----- INPUT -----
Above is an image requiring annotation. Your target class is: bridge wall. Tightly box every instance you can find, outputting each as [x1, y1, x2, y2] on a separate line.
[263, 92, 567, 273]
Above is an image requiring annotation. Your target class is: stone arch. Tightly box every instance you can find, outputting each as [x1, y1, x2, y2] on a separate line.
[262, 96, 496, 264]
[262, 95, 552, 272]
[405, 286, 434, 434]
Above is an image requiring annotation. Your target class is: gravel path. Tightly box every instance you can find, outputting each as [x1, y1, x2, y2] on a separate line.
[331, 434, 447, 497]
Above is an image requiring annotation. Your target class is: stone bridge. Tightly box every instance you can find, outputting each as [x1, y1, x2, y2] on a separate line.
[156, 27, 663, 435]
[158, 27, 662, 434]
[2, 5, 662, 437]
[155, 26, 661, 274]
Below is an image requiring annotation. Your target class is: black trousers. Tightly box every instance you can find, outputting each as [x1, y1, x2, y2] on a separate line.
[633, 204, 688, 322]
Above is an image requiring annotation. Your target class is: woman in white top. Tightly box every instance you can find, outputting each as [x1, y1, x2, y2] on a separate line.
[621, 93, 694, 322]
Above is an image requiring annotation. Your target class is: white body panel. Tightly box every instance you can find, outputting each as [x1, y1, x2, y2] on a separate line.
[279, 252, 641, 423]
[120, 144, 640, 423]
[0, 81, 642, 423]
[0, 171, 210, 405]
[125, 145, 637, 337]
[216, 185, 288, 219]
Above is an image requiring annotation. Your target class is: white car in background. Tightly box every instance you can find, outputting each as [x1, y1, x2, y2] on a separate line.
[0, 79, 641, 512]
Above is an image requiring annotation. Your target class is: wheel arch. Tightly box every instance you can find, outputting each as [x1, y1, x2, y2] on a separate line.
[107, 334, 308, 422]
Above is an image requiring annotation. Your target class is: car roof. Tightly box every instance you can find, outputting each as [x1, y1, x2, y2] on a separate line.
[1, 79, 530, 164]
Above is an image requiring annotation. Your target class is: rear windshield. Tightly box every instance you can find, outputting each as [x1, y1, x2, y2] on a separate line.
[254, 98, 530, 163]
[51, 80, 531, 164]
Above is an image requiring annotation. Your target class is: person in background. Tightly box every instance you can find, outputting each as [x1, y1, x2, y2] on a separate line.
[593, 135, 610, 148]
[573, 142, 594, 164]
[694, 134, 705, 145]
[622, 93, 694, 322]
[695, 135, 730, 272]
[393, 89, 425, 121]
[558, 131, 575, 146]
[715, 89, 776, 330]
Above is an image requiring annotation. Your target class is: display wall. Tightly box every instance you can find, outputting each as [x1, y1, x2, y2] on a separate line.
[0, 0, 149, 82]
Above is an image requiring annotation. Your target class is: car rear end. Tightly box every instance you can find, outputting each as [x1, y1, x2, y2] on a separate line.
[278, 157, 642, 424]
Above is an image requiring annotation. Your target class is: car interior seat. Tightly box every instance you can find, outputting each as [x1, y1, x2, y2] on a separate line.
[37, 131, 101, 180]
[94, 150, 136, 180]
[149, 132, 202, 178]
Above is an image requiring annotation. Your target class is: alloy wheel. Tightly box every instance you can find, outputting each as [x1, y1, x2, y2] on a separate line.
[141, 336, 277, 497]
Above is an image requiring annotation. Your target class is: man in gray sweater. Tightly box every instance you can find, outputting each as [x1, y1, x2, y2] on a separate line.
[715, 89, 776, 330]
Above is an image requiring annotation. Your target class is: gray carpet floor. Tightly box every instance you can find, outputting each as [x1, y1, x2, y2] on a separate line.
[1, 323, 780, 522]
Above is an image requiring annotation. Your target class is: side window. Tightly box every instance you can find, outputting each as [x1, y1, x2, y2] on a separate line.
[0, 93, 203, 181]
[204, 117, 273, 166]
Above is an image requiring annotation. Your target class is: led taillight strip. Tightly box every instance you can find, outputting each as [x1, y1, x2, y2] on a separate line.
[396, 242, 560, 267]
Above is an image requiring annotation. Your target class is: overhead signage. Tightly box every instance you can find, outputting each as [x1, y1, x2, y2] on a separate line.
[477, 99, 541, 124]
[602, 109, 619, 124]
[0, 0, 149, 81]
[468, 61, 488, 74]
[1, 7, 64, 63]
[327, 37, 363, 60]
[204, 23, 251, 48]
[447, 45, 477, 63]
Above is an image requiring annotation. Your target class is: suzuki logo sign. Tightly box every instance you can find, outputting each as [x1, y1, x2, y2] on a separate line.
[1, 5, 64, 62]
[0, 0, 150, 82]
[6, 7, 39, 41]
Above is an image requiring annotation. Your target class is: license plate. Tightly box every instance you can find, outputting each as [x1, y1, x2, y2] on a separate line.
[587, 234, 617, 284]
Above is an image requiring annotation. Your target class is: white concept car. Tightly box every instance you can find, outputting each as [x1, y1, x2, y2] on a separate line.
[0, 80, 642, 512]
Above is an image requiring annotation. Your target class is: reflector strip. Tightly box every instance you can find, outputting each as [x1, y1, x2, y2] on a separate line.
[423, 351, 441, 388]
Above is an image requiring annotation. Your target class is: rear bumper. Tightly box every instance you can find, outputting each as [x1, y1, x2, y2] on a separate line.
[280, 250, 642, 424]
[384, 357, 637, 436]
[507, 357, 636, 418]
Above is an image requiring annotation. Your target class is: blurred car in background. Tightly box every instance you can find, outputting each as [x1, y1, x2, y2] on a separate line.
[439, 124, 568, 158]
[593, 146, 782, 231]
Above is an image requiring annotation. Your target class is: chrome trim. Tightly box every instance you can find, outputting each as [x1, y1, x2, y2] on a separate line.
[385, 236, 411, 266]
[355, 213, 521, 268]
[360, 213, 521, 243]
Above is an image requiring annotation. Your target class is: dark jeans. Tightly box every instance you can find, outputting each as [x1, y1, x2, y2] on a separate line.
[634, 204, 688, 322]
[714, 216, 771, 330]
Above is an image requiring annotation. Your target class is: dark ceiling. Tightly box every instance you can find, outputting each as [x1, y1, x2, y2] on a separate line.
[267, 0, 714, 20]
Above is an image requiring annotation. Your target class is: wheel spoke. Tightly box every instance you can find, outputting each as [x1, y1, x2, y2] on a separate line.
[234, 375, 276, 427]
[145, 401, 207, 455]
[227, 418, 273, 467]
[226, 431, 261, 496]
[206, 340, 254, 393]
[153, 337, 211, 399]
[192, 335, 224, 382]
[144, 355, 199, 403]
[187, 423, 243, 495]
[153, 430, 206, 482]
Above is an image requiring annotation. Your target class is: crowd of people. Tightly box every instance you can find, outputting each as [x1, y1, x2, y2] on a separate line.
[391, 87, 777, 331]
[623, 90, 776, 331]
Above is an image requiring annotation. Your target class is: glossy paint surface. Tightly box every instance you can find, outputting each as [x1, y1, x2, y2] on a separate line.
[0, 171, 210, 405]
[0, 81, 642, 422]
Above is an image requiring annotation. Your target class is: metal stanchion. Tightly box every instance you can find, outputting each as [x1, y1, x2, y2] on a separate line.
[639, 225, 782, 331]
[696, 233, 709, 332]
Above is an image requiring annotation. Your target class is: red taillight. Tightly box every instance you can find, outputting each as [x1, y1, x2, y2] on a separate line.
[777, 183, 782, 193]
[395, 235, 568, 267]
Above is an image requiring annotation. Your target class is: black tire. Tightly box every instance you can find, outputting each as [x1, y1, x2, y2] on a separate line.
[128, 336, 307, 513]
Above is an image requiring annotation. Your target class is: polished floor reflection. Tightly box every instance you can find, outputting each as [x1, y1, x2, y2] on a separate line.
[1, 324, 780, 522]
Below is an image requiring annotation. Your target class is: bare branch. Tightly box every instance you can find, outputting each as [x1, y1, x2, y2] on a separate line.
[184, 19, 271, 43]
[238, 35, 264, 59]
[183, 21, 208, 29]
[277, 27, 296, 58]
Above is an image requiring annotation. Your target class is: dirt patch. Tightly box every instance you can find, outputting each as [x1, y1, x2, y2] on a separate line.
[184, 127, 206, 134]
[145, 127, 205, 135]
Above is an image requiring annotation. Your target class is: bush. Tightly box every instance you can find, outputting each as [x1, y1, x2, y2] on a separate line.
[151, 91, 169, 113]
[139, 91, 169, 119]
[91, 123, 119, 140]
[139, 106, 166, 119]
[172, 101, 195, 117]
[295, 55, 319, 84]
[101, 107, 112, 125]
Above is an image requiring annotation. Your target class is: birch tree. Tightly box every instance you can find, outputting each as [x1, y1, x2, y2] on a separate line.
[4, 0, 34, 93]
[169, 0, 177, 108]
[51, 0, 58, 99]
-----
*WHAT YOU SHOULD DO:* Beginning with the line that contains "class is: bare", set down every line through the end of the data without change.

*TASK OUTPUT:*
Below is an image requiring annotation. Your target class is: bare branch. Tightly box every instance you can find, outputting each as [x1, y1, x2, y2] on a separate line.
[184, 19, 271, 43]
[238, 35, 264, 59]
[183, 21, 208, 29]
[277, 27, 296, 58]
Above is an image requiring annotation. Your target class is: dirt patch. Tightly box every instance you can find, outputting each as [x1, y1, x2, y2] on a separate line.
[184, 127, 206, 134]
[145, 127, 205, 135]
Above is an image requiring annotation. Your target class is: bush. Tightly box every instance you can find, outputting each as [x1, y1, x2, y2] on a separate line.
[151, 91, 169, 113]
[139, 91, 169, 119]
[91, 123, 119, 140]
[139, 106, 166, 119]
[172, 101, 195, 117]
[295, 55, 319, 84]
[101, 107, 112, 125]
Above is an image requiring annotation. Your target class is: birch tree. Tightly box every instance you can find, outputting each as [x1, y1, x2, y2] on a separate line.
[4, 0, 34, 93]
[169, 0, 177, 108]
[51, 0, 58, 99]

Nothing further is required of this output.